Contributed by Donald B. Rubin, June 29, 2018 (sent for review May 17, 2018; reviewed by Robert J. Tibshirani and C. F. Jeff Wu)

## Significance

Rerandomization refers to experimental designs that enforce covariate balance. This paper studies the asymptotic properties of the difference-in-means estimator under rerandomization, based on the randomness of the treatment assignment without imposing any parametric modeling assumptions on the covariates or outcome. The non-Gaussian asymptotic distribution allows for constructing large-sample confidence intervals for the average treatment effect and demonstrates the advantages of rerandomization over complete randomization.

## Abstract

Although complete randomization ensures covariate balance on average, the chance of observing significant differences between treatment and control covariate distributions increases with many covariates. Rerandomization discards randomizations that do not satisfy a predetermined covariate balance criterion, generally resulting in better covariate balance and more precise estimates of causal effects. Previous theory has derived finite sample theory for rerandomization under the assumptions of equal treatment group sizes, Gaussian covariate and outcome distributions, or additive causal effects, but not for the general sampling distribution of the difference-in-means estimator for the average causal effect. We develop asymptotic theory for rerandomization without these assumptions, which reveals a non-Gaussian asymptotic distribution for this estimator, specifically a linear combination of a Gaussian random variable and truncated Gaussian random variables. This distribution follows because rerandomization affects only the projection of potential outcomes onto the covariate space but does not affect the corresponding orthogonal residuals. We demonstrate that, compared with complete randomization, rerandomization reduces the asymptotic quantile ranges of the difference-in-means estimator. Moreover, our work constructs accurate large-sample confidence intervals for the average causal effect.

Ever since Fisher’s (1⇓–3) seminal work, randomized experiments have become the “gold standard” for drawing causal inferences. Complete randomization balances the covariate distributions between treatment groups in expectation, thereby ensuring the existence of unbiased estimators of average causal effects. Covariate imbalance, however, often occurs in specific randomized experiments, as recognized by Fisher (2) and later researchers (e.g., refs. 4⇓⇓⇓⇓–9). The standard approach advocated by Fisher (3), stratification or blocking, ensures balance with a few discrete covariates (e.g., refs. 10⇓–12).

When a randomized allocation is unbalanced, it is reasonable to discard that allocation and redraw another one until a certain predetermined covariate balance criterion is satisfied. This is rerandomization, an experimental design hinted at by Fisher (cf. ref. 13, p. 88) and Cox (14, 15) and formally proposed by Rubin (16) and Morgan and Rubin (17). Morgan and Rubin (17) showed that the difference-in-means estimator is generally unbiased for the average causal effect under rerandomization with equal-sized treatment groups and obtained the sampling variance of this estimator under additional assumptions of Gaussian covariate and outcome distributions and additive causal effects. When rerandomization is applied but these assumptions do not hold, statistical inference becomes more challenging, because the theory that is justified by the central limit theorem under complete randomization (18, 19) no longer generally holds. Some applied researchers believe that “the only analysis that we can be completely confident in is a permutation test or rerandomization test” (ref. 7, p. 219). However, permutation tests based on randomization require sharp null hypotheses that imply all missing potential outcomes are known.

> Exercise objective: According to the text on rerandomization, what does rerandomization affect, and what does it leave unaffected?

> Dataset entries:
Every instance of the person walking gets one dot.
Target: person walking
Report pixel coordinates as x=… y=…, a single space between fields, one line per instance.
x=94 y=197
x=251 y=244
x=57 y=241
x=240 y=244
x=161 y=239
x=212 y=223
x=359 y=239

> Final result: It affects only the projection of potential outcomes onto the covariate space and does not affect the corresponding orthogonal residuals.